● WHAT TO WORK ON
All the data should come back exactly as it was given.

[Begin]

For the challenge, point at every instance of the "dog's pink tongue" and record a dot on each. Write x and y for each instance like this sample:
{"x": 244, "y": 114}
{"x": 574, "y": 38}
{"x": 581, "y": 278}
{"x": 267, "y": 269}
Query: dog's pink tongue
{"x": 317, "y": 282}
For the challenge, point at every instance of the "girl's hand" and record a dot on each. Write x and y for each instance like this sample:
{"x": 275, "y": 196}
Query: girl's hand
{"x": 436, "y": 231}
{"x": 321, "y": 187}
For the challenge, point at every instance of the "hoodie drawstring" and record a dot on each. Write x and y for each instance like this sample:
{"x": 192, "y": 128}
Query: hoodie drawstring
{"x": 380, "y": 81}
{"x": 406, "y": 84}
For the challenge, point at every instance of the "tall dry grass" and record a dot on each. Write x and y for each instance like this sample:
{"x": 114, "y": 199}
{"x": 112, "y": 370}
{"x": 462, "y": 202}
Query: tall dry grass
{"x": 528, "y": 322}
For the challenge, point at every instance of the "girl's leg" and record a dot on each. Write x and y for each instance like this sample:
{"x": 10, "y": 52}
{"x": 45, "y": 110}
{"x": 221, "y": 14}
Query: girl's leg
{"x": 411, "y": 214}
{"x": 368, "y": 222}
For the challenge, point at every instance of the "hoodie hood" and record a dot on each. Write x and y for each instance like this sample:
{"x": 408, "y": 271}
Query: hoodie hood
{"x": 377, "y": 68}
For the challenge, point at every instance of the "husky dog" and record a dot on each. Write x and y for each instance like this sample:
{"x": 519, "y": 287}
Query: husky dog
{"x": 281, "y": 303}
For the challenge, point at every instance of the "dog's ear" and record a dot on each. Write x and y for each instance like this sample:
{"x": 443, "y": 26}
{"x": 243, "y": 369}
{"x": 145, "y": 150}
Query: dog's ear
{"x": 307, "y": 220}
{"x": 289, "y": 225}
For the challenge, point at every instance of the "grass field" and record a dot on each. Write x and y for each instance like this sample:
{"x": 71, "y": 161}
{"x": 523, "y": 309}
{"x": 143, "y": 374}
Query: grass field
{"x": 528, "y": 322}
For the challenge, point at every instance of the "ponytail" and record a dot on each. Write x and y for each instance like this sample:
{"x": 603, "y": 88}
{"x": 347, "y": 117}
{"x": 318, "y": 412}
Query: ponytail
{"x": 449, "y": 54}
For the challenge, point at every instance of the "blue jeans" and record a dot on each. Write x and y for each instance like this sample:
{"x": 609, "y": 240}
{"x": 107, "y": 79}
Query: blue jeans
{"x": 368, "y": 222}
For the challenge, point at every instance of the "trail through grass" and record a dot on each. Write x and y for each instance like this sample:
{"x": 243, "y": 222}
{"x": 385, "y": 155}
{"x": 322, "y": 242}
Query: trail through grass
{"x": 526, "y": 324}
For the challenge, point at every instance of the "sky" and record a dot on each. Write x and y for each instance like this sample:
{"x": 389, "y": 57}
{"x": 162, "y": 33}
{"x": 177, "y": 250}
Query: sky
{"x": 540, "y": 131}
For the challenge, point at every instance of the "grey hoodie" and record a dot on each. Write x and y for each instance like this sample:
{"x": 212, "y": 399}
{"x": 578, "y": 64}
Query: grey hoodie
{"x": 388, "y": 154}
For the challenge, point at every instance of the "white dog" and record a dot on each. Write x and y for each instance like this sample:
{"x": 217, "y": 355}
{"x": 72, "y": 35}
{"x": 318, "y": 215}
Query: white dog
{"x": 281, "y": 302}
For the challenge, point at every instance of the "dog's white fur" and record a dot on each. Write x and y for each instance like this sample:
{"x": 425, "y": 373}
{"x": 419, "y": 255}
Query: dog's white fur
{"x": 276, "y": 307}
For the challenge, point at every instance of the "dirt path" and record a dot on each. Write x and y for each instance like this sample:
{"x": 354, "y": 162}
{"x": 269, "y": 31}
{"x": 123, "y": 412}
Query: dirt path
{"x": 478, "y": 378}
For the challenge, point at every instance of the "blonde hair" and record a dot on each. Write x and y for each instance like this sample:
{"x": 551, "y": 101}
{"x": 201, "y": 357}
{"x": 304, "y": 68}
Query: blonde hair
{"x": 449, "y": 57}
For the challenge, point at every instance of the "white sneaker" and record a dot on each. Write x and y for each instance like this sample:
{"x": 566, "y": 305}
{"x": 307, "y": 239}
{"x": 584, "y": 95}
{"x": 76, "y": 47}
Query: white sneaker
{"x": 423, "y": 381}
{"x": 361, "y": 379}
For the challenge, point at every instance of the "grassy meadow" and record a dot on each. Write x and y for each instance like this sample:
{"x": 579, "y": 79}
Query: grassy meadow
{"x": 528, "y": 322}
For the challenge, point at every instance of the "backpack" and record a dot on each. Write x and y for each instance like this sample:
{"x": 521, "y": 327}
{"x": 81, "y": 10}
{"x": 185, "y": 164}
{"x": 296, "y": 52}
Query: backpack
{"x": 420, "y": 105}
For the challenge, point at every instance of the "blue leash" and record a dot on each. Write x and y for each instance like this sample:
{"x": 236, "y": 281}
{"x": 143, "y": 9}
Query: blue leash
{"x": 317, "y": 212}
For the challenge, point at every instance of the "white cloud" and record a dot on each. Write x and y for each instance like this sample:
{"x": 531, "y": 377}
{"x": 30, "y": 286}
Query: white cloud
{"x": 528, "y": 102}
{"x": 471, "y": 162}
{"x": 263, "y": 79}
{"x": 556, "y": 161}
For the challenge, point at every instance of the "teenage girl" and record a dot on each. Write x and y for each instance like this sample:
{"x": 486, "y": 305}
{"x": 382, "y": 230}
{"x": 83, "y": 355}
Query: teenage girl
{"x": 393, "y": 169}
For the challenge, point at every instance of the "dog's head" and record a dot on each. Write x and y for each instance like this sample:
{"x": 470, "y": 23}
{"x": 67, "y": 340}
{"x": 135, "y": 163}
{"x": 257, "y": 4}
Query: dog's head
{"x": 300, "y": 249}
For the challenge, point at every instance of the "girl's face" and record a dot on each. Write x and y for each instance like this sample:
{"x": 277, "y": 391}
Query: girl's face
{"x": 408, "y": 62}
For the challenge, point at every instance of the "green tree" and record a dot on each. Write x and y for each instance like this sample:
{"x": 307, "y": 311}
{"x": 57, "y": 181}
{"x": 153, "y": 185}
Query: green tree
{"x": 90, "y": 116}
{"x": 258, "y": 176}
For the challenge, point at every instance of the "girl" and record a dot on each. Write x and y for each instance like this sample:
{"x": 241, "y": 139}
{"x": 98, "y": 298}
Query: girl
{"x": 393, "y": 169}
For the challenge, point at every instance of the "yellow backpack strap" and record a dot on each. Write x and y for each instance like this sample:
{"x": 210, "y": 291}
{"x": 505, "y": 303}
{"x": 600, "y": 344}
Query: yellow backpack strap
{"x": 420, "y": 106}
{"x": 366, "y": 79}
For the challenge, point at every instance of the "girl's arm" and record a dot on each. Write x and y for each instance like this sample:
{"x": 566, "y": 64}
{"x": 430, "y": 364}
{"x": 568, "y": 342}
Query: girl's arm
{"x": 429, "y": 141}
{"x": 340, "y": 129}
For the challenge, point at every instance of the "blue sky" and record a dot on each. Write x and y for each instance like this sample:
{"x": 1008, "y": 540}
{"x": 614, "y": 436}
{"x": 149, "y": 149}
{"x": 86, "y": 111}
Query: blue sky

[End]

● WRITTEN REPLY
For the challenge, point at every instance of the "dog's pink tongue" and record a dot on each. Write x and y for each instance like this sample:
{"x": 244, "y": 114}
{"x": 574, "y": 38}
{"x": 581, "y": 278}
{"x": 267, "y": 269}
Query: dog's pink tongue
{"x": 317, "y": 282}
For the challenge, point at every instance of the "girl's hand" and record a dot on each. Write x and y for each instance like this sample:
{"x": 275, "y": 196}
Query: girl's hand
{"x": 436, "y": 231}
{"x": 321, "y": 187}
For the challenge, point at every instance of the "hoodie drawstring" and record a dot on each. Write x and y for each instance like this sample:
{"x": 192, "y": 128}
Query: hoodie drawstring
{"x": 380, "y": 81}
{"x": 406, "y": 84}
For the challenge, point at every instance of the "tall dry grass" and record a dot on each. Write x and y for each instance like this sample:
{"x": 114, "y": 199}
{"x": 112, "y": 370}
{"x": 462, "y": 202}
Query: tall dry grass
{"x": 528, "y": 322}
For the challenge, point at every instance of the "girl's leg" and record a dot on each. Write x and y for each instance like this sample:
{"x": 10, "y": 52}
{"x": 45, "y": 110}
{"x": 221, "y": 14}
Query: girl's leg
{"x": 411, "y": 214}
{"x": 368, "y": 222}
For the challenge, point at every instance of the "hoodie hood" and record a dot on each. Write x and y for each instance like this sample:
{"x": 408, "y": 271}
Query: hoodie hood
{"x": 377, "y": 68}
For the challenge, point at every instance of the "husky dog" and record a dot on each. Write x and y for each instance like this sample:
{"x": 519, "y": 287}
Query: husky dog
{"x": 281, "y": 303}
For the challenge, point at every instance of the "dog's ear" and record a dot on each. Write x and y for each instance like this sample:
{"x": 443, "y": 26}
{"x": 243, "y": 369}
{"x": 145, "y": 150}
Query: dog's ear
{"x": 307, "y": 220}
{"x": 289, "y": 225}
For the challenge, point at every instance of the "grass field" and record a dot on each. Write x and y for each instance like this sample:
{"x": 71, "y": 161}
{"x": 523, "y": 309}
{"x": 143, "y": 374}
Query: grass field
{"x": 528, "y": 322}
For the challenge, point at every instance of the "ponytail" and record a dot on each. Write x and y for each instance like this sample:
{"x": 603, "y": 88}
{"x": 347, "y": 117}
{"x": 318, "y": 412}
Query: ponytail
{"x": 449, "y": 54}
For the challenge, point at every instance of the "blue jeans" and record a dot on each. Write x and y for each instance like this sample:
{"x": 609, "y": 240}
{"x": 107, "y": 79}
Query: blue jeans
{"x": 368, "y": 222}
For the challenge, point at every instance of the "trail through grass" and record a dot on each. Write x and y for each instance like this sample:
{"x": 243, "y": 222}
{"x": 385, "y": 155}
{"x": 322, "y": 242}
Query: trail through grass
{"x": 526, "y": 324}
For the challenge, point at every instance of the "sky" and record a dot on each. Write x and y for each instance like this sample:
{"x": 389, "y": 57}
{"x": 162, "y": 33}
{"x": 177, "y": 250}
Query: sky
{"x": 540, "y": 131}
For the challenge, point at every instance of the "grey hoodie" and record a dot on each. Write x and y for each instance like this sample:
{"x": 212, "y": 399}
{"x": 578, "y": 64}
Query: grey hoodie
{"x": 388, "y": 154}
For the challenge, point at every instance of the "white dog" and record a dot on each. Write x and y for each instance like this sample:
{"x": 217, "y": 355}
{"x": 72, "y": 35}
{"x": 318, "y": 215}
Query: white dog
{"x": 281, "y": 302}
For the challenge, point at every instance of the "dog's white fur" and record a dot on each. Write x and y for each instance like this sample:
{"x": 425, "y": 373}
{"x": 419, "y": 255}
Query: dog's white fur
{"x": 276, "y": 307}
For the challenge, point at every instance of the "dirt path" and record a dot on each. Write x and y for each instance like this sample:
{"x": 354, "y": 162}
{"x": 269, "y": 31}
{"x": 123, "y": 412}
Query: dirt path
{"x": 478, "y": 378}
For the challenge, point at every instance of the "blonde hair" and record a dot on each. Write x and y for each instance like this sample:
{"x": 551, "y": 101}
{"x": 201, "y": 357}
{"x": 304, "y": 68}
Query: blonde hair
{"x": 449, "y": 57}
For the challenge, point at every instance of the "white sneaker" and record a dot on each. Write x and y for each instance like this sample:
{"x": 566, "y": 305}
{"x": 307, "y": 239}
{"x": 584, "y": 95}
{"x": 76, "y": 47}
Query: white sneaker
{"x": 423, "y": 381}
{"x": 361, "y": 379}
For the challenge, point at every instance of the "grassy meadow" and record a dot on each. Write x and y for each instance like this sample:
{"x": 579, "y": 79}
Query: grassy meadow
{"x": 528, "y": 322}
For the challenge, point at every instance of the "backpack" and record a dot on each. Write x and y for each instance like this sample:
{"x": 521, "y": 327}
{"x": 81, "y": 10}
{"x": 185, "y": 164}
{"x": 296, "y": 52}
Query: backpack
{"x": 420, "y": 105}
For the challenge, point at every instance of the "blue leash" and record a dot on each. Write x and y for each instance like this sample:
{"x": 236, "y": 281}
{"x": 143, "y": 9}
Query: blue leash
{"x": 317, "y": 212}
For the challenge, point at every instance of the "white cloud" and record a dot on each. Write x and y for each instance like this sample:
{"x": 531, "y": 377}
{"x": 30, "y": 286}
Query: white cloud
{"x": 528, "y": 102}
{"x": 471, "y": 162}
{"x": 263, "y": 79}
{"x": 556, "y": 161}
For the challenge, point at every instance of the "teenage girl" and record a dot on each. Write x and y for each instance like this sample:
{"x": 486, "y": 305}
{"x": 382, "y": 230}
{"x": 83, "y": 355}
Query: teenage girl
{"x": 393, "y": 169}
For the challenge, point at every instance of the "dog's head" and record a dot on each. Write x and y for each instance like this sample:
{"x": 470, "y": 23}
{"x": 67, "y": 340}
{"x": 135, "y": 163}
{"x": 257, "y": 4}
Query: dog's head
{"x": 300, "y": 249}
For the challenge, point at every instance of the "girl's face" and record a dot on each. Write x and y for each instance like this sample:
{"x": 277, "y": 391}
Query: girl's face
{"x": 408, "y": 62}
For the challenge, point at every instance of the "green tree" and record a dot on each. Write x and y for each instance like this sample:
{"x": 307, "y": 311}
{"x": 57, "y": 181}
{"x": 153, "y": 185}
Query: green tree
{"x": 90, "y": 116}
{"x": 258, "y": 176}
For the challenge, point at every instance of the "girl" and record a dot on each. Write x and y for each instance like this sample:
{"x": 241, "y": 139}
{"x": 98, "y": 298}
Query: girl
{"x": 393, "y": 169}
For the challenge, point at every instance of the "yellow backpack strap" and record a dot on each. Write x and y for each instance like this sample:
{"x": 210, "y": 291}
{"x": 505, "y": 303}
{"x": 600, "y": 344}
Query: yellow backpack strap
{"x": 420, "y": 106}
{"x": 366, "y": 79}
For the challenge, point at every instance of the "girl's arm" and record a dot on each. Write x and y for each instance like this sample:
{"x": 566, "y": 64}
{"x": 430, "y": 364}
{"x": 568, "y": 342}
Query: girl's arm
{"x": 429, "y": 141}
{"x": 340, "y": 129}
For the challenge, point at every instance of the "blue sky" and record a dot on each. Write x and y for each instance like this sample:
{"x": 1008, "y": 540}
{"x": 614, "y": 436}
{"x": 149, "y": 149}
{"x": 86, "y": 111}
Query: blue sky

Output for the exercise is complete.